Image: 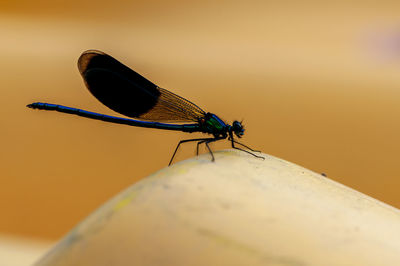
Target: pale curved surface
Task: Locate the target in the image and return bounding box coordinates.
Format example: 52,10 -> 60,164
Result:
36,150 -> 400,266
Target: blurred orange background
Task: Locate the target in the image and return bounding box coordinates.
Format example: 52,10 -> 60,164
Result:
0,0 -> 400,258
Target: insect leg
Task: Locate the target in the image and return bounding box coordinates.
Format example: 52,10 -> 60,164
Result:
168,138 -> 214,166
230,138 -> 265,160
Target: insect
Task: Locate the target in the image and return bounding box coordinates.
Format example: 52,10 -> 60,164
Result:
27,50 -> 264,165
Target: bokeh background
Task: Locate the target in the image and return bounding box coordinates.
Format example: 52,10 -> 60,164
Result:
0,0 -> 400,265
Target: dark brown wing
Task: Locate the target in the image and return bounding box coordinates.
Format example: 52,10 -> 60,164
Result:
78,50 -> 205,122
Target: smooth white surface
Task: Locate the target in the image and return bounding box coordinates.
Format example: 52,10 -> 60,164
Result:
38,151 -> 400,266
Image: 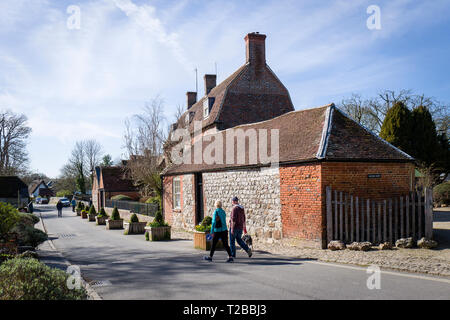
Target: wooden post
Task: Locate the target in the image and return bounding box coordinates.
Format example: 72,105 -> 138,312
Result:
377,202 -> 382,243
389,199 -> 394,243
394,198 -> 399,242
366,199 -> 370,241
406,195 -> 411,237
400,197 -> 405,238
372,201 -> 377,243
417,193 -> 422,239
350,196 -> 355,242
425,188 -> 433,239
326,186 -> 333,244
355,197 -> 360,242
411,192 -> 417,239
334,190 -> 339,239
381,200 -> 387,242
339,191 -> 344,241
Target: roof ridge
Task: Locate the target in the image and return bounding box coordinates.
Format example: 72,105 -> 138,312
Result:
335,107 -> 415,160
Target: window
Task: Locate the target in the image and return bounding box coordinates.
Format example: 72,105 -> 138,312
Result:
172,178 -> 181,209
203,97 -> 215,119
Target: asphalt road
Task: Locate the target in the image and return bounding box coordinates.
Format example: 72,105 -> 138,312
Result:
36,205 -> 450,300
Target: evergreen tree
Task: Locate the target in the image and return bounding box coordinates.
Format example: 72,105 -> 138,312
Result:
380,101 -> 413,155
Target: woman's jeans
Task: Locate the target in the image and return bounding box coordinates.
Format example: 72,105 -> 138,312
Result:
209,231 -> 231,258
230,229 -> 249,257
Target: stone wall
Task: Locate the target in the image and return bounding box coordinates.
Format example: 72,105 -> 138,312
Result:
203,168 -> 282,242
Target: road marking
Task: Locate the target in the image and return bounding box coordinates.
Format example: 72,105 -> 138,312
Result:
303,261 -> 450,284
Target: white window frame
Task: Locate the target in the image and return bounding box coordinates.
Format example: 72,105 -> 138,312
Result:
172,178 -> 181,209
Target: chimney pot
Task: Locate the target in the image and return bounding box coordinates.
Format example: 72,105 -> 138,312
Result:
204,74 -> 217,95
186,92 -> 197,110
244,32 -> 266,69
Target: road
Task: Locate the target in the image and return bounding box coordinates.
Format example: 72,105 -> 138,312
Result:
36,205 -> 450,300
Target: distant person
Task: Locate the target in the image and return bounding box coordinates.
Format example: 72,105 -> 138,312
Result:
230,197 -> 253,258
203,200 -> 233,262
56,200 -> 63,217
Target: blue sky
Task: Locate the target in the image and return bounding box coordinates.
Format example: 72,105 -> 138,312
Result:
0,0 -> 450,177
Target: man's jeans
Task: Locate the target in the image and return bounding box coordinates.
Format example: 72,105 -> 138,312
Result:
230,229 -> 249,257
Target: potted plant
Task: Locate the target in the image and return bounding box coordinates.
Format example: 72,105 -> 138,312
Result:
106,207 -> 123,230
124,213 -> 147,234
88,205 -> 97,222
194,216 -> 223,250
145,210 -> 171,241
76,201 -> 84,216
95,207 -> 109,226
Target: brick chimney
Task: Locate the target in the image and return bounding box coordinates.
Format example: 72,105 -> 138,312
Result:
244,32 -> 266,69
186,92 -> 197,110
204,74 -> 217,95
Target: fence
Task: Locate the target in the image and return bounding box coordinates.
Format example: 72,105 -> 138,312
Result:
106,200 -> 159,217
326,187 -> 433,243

====

**GIVEN REQUEST**
Rescale the material from the line holding "Target: brick chimney" through the end of the material, inclusive, by repeating every line, requests included, with each bounding box coordinate in the results multiplied by 2.4 and rounded to a whole number, halves rounding up. Leave the numbers in the requests and format samples as they are.

**REPLY**
Target: brick chimney
Task: Locate the target in the image and return bounding box coordinates.
Format example: 72,105 -> 138,312
Result:
586,77 -> 638,166
446,221 -> 473,264
490,178 -> 521,228
Target: fence
Task: Locate the target in the image and return bounding box coordinates.
Format example: 72,105 -> 138,312
Result:
254,480 -> 382,521
782,449 -> 1039,583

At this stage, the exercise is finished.